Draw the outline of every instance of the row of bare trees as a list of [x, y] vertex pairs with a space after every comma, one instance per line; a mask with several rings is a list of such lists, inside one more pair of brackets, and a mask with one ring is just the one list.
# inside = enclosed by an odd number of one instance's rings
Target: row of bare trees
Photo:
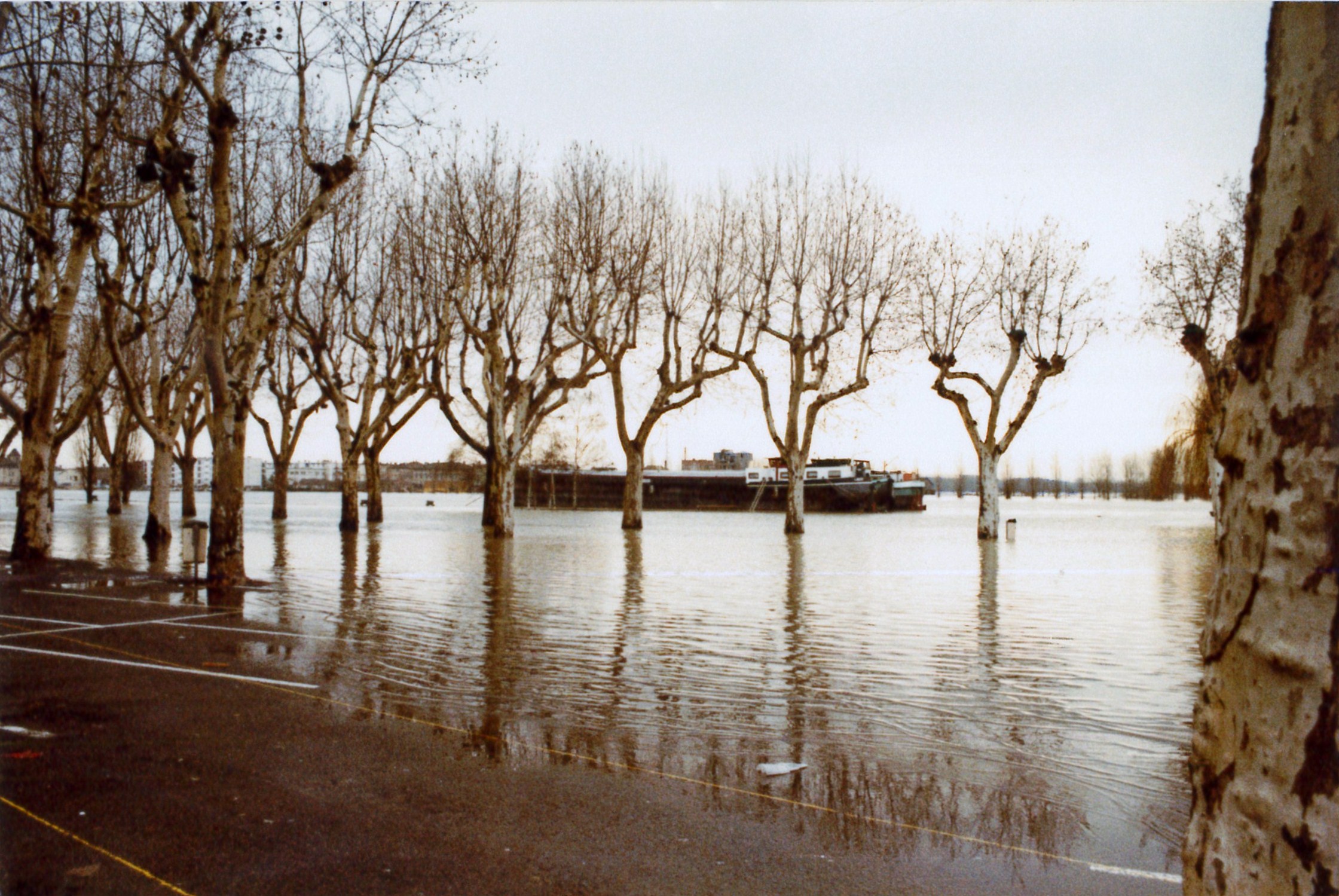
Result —
[[[458, 23], [420, 4], [15, 8], [0, 38], [0, 407], [23, 442], [16, 558], [50, 552], [55, 458], [82, 425], [114, 478], [147, 437], [151, 545], [171, 537], [171, 465], [187, 478], [204, 430], [209, 575], [242, 583], [248, 423], [283, 517], [323, 407], [343, 529], [358, 526], [360, 467], [380, 518], [382, 451], [435, 403], [485, 463], [483, 525], [509, 536], [518, 463], [597, 382], [628, 471], [623, 522], [640, 528], [655, 427], [736, 372], [790, 470], [786, 530], [803, 532], [825, 410], [917, 340], [977, 450], [979, 534], [998, 536], [1000, 457], [1099, 327], [1085, 244], [1050, 221], [924, 238], [864, 177], [803, 163], [690, 198], [589, 147], [540, 171], [497, 131], [407, 173], [368, 165], [418, 125], [407, 96], [423, 78], [478, 70]], [[1002, 370], [976, 372], [973, 355]]]
[[[170, 537], [166, 475], [174, 453], [186, 469], [204, 426], [214, 457], [209, 575], [240, 584], [245, 433], [257, 384], [283, 355], [266, 350], [280, 295], [339, 194], [420, 123], [411, 92], [439, 71], [479, 71], [462, 12], [4, 9], [0, 410], [23, 443], [13, 557], [50, 553], [56, 455], [100, 417], [114, 379], [127, 411], [115, 439], [143, 429], [154, 446], [146, 536]], [[88, 317], [102, 332], [79, 342], [103, 348], [72, 360]]]

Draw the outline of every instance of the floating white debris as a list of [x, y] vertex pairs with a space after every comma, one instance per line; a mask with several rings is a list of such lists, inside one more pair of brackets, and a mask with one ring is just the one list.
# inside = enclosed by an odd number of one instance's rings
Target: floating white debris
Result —
[[790, 774], [791, 771], [807, 767], [809, 763], [806, 762], [759, 762], [758, 774], [775, 778], [778, 774]]
[[17, 725], [0, 725], [0, 731], [7, 731], [9, 734], [21, 734], [29, 738], [50, 738], [51, 731], [33, 731], [32, 729], [20, 727]]

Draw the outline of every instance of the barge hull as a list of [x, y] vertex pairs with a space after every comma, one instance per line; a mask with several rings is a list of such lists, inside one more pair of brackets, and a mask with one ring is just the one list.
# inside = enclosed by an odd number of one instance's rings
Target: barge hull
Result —
[[[521, 470], [516, 504], [520, 508], [569, 508], [578, 510], [623, 509], [619, 473], [570, 470]], [[805, 486], [805, 510], [813, 513], [886, 513], [924, 510], [924, 488], [907, 488], [892, 479], [818, 482]], [[894, 488], [896, 486], [896, 488]], [[576, 497], [573, 500], [573, 489]], [[762, 496], [757, 492], [762, 489]], [[757, 504], [755, 504], [757, 497]], [[660, 473], [641, 481], [644, 510], [759, 510], [783, 512], [786, 485], [749, 485], [740, 475], [694, 475]]]

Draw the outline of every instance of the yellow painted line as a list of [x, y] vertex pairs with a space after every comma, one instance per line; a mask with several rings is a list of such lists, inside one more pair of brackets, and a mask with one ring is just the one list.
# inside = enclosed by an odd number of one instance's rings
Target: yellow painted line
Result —
[[13, 800], [5, 800], [4, 797], [0, 797], [0, 802], [3, 802], [4, 805], [9, 806], [15, 812], [19, 812], [19, 813], [23, 813], [23, 814], [28, 816], [29, 818], [32, 818], [33, 821], [36, 821], [39, 825], [44, 825], [47, 828], [51, 828], [58, 834], [70, 837], [76, 844], [87, 846], [88, 849], [92, 849], [95, 853], [106, 856], [107, 858], [112, 860], [114, 863], [125, 865], [126, 868], [129, 868], [130, 871], [135, 872], [141, 877], [147, 877], [149, 880], [154, 881], [155, 884], [158, 884], [159, 887], [167, 889], [169, 892], [177, 893], [178, 896], [191, 896], [191, 893], [187, 893], [181, 887], [177, 887], [175, 884], [167, 883], [166, 880], [163, 880], [158, 875], [155, 875], [151, 871], [147, 871], [145, 868], [141, 868], [139, 865], [137, 865], [135, 863], [130, 861], [129, 858], [122, 858], [121, 856], [118, 856], [116, 853], [114, 853], [114, 852], [111, 852], [108, 849], [103, 849], [102, 846], [99, 846], [96, 844], [88, 842], [87, 840], [84, 840], [79, 834], [72, 833], [70, 830], [66, 830], [60, 825], [54, 824], [51, 821], [47, 821], [46, 818], [43, 818], [42, 816], [39, 816], [39, 814], [36, 814], [33, 812], [28, 812], [27, 809], [24, 809], [23, 806], [20, 806]]

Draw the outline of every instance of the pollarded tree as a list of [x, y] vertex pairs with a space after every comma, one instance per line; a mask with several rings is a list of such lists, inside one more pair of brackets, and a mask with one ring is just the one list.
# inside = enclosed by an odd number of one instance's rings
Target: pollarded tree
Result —
[[[1225, 183], [1224, 193], [1224, 200], [1194, 205], [1180, 224], [1169, 224], [1166, 241], [1157, 254], [1144, 253], [1144, 280], [1150, 293], [1144, 323], [1180, 339], [1200, 368], [1212, 422], [1210, 438], [1217, 438], [1223, 402], [1236, 375], [1229, 339], [1241, 299], [1245, 241], [1245, 194], [1236, 183]], [[1210, 458], [1209, 497], [1216, 526], [1221, 478], [1223, 469]]]
[[181, 423], [181, 439], [173, 450], [173, 462], [181, 474], [181, 518], [195, 516], [195, 439], [205, 431], [205, 386], [195, 383], [186, 402]]
[[428, 400], [422, 380], [437, 350], [431, 309], [403, 276], [404, 225], [396, 209], [372, 202], [360, 183], [329, 216], [313, 261], [319, 276], [304, 277], [287, 308], [297, 355], [335, 411], [341, 532], [358, 532], [359, 462]]
[[1277, 4], [1247, 202], [1186, 896], [1339, 883], [1339, 7]]
[[[953, 403], [977, 458], [977, 538], [999, 538], [1000, 458], [1036, 404], [1046, 382], [1065, 372], [1089, 336], [1101, 328], [1093, 315], [1105, 295], [1087, 280], [1087, 244], [1066, 240], [1054, 221], [1036, 230], [991, 237], [968, 250], [951, 234], [935, 237], [916, 275], [920, 335], [939, 371], [932, 388]], [[960, 351], [1006, 354], [998, 379], [960, 368]], [[1022, 402], [1003, 423], [1006, 399], [1022, 362], [1032, 366]], [[986, 425], [972, 399], [949, 386], [975, 383], [984, 398]]]
[[416, 228], [415, 281], [434, 297], [441, 335], [430, 391], [451, 429], [483, 458], [483, 526], [514, 533], [516, 470], [545, 418], [600, 372], [589, 344], [599, 307], [573, 311], [554, 277], [552, 202], [525, 157], [494, 131], [459, 146], [430, 186]]
[[[256, 368], [279, 321], [283, 268], [380, 135], [416, 121], [402, 91], [432, 71], [474, 62], [457, 31], [462, 12], [451, 4], [147, 9], [165, 66], [139, 175], [162, 186], [201, 321], [214, 454], [209, 579], [240, 585], [246, 423]], [[266, 197], [256, 196], [264, 183], [257, 161], [274, 133], [296, 135], [299, 177], [311, 185], [293, 210], [281, 205], [292, 185], [269, 197], [270, 212]], [[205, 174], [200, 194], [197, 161]]]
[[[577, 321], [573, 335], [609, 374], [627, 471], [623, 528], [640, 529], [645, 451], [656, 423], [739, 367], [711, 352], [712, 343], [738, 352], [744, 336], [736, 315], [739, 209], [723, 193], [719, 204], [700, 204], [684, 217], [659, 178], [637, 177], [599, 151], [569, 153], [554, 192], [566, 206], [553, 216], [561, 228], [553, 234], [554, 273]], [[592, 305], [601, 324], [588, 328], [582, 321]], [[643, 375], [653, 391], [640, 388]], [[576, 469], [573, 502], [574, 477]]]
[[[0, 123], [9, 151], [0, 154], [0, 212], [21, 224], [19, 271], [28, 283], [11, 309], [17, 316], [5, 321], [5, 339], [17, 342], [23, 356], [21, 388], [0, 394], [0, 404], [23, 435], [12, 556], [44, 560], [60, 442], [78, 429], [106, 380], [104, 374], [70, 383], [66, 376], [86, 267], [103, 214], [147, 196], [145, 188], [123, 189], [125, 178], [116, 177], [126, 166], [118, 127], [142, 62], [141, 21], [133, 7], [115, 4], [5, 11]], [[64, 423], [58, 423], [62, 395], [70, 400]]]
[[[301, 300], [301, 292], [307, 280], [307, 248], [291, 260], [284, 293], [288, 296], [285, 307]], [[287, 316], [287, 315], [285, 315]], [[274, 463], [270, 475], [270, 520], [288, 518], [288, 469], [293, 462], [293, 453], [297, 450], [297, 441], [303, 437], [303, 429], [312, 414], [327, 404], [327, 399], [320, 390], [308, 388], [312, 384], [312, 372], [301, 360], [301, 336], [292, 325], [276, 328], [265, 342], [265, 351], [257, 370], [257, 376], [264, 383], [274, 400], [277, 419], [270, 418], [252, 408], [252, 417], [265, 434], [265, 446]], [[276, 433], [277, 430], [277, 433]]]
[[[143, 538], [154, 552], [171, 541], [173, 451], [200, 382], [197, 317], [179, 244], [161, 206], [114, 212], [111, 236], [114, 258], [96, 253], [98, 299], [119, 395], [153, 443]], [[138, 342], [134, 351], [121, 348], [127, 327]]]
[[805, 530], [805, 469], [825, 407], [866, 388], [872, 364], [897, 347], [915, 230], [864, 178], [823, 183], [790, 165], [750, 190], [739, 313], [743, 364], [762, 396], [767, 434], [786, 465], [787, 533]]

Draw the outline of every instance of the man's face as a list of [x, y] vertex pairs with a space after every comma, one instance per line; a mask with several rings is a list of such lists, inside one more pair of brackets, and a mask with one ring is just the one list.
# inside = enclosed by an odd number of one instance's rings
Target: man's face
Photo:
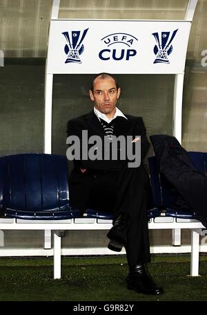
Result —
[[93, 92], [90, 90], [89, 93], [91, 100], [95, 102], [95, 108], [110, 118], [115, 114], [120, 91], [120, 88], [117, 89], [112, 78], [102, 79], [98, 77], [94, 82]]

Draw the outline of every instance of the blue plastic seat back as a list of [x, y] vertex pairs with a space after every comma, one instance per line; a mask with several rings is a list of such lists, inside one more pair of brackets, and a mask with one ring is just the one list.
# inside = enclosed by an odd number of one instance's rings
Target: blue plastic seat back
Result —
[[[205, 173], [206, 171], [206, 154], [196, 152], [190, 152], [188, 154], [194, 165], [198, 170]], [[160, 208], [173, 208], [177, 192], [173, 186], [160, 174], [156, 156], [150, 157], [148, 162], [155, 206]]]
[[66, 157], [24, 154], [0, 158], [1, 208], [8, 213], [70, 210]]

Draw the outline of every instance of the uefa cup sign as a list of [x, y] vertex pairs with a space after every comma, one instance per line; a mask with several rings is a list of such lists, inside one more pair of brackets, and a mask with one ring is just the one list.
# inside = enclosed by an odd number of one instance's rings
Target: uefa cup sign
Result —
[[82, 33], [80, 30], [72, 30], [70, 34], [69, 32], [62, 33], [67, 41], [67, 44], [64, 48], [65, 53], [68, 55], [65, 61], [66, 64], [68, 62], [81, 63], [79, 55], [84, 50], [82, 43], [88, 30], [88, 28], [86, 28]]
[[154, 47], [154, 53], [156, 55], [156, 59], [154, 64], [158, 62], [164, 64], [169, 64], [168, 55], [172, 51], [172, 42], [177, 32], [178, 29], [173, 31], [170, 35], [170, 32], [161, 32], [161, 39], [159, 37], [158, 33], [153, 33], [157, 45]]

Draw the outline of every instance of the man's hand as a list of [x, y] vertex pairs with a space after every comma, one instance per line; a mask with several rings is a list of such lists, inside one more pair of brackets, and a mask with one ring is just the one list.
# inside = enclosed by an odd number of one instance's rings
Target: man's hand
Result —
[[137, 136], [137, 138], [132, 141], [132, 143], [139, 141], [139, 140], [140, 140], [140, 138], [139, 136]]

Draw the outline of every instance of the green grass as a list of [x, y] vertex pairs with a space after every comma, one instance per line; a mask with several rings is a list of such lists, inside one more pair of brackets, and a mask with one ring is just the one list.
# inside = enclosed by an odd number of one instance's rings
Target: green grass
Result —
[[159, 296], [126, 289], [125, 256], [63, 257], [61, 279], [53, 279], [53, 261], [0, 258], [0, 301], [206, 301], [207, 255], [201, 276], [190, 277], [189, 255], [152, 255], [148, 271], [164, 289]]

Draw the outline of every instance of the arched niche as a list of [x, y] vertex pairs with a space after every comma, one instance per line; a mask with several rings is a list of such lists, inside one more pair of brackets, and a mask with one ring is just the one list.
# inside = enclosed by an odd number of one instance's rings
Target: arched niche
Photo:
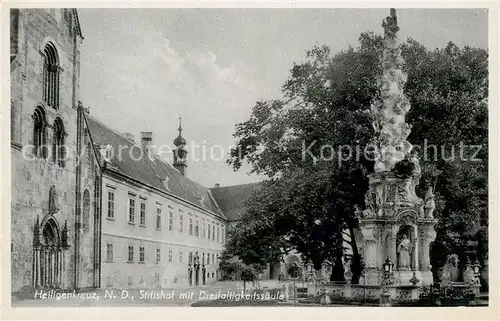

● ● ● ● ● ● ●

**Requirement**.
Report each line of the listing above that contains the word "white".

**Reply to the task**.
Draw the outline of every instance of the floating white debris as a list of [x, y] vertex pairs with a space after every comma, one instance per line; a mask with several rings is a list of such lists, inside one more pair of brackets, and a mask with one ring is just the one list.
Target: floating white debris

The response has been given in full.